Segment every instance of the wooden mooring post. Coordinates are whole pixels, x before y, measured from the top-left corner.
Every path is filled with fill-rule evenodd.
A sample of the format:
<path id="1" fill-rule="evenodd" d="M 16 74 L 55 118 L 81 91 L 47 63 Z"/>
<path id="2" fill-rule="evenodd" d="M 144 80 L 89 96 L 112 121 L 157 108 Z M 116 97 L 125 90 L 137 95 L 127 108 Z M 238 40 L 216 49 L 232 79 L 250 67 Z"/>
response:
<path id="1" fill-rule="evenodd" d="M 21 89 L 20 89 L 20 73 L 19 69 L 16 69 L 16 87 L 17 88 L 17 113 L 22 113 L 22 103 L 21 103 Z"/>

=-=-=

EXERCISE GOAL: Could you return every line of the entries above verbatim, changing nothing?

THE COMPLETED TASK:
Segment every instance of the wooden mooring post. Coordinates are whole pixels, x before y, measured from the top-left corner.
Every path is filled with fill-rule evenodd.
A sample of the format:
<path id="1" fill-rule="evenodd" d="M 16 74 L 55 118 L 81 91 L 47 63 Z"/>
<path id="2" fill-rule="evenodd" d="M 144 80 L 89 96 L 112 121 L 157 108 Z M 116 97 L 125 90 L 137 95 L 127 108 Z M 238 40 L 216 49 L 232 79 L 250 67 Z"/>
response:
<path id="1" fill-rule="evenodd" d="M 21 89 L 20 89 L 20 73 L 19 69 L 16 69 L 16 87 L 17 88 L 17 113 L 22 113 L 22 103 L 21 103 Z"/>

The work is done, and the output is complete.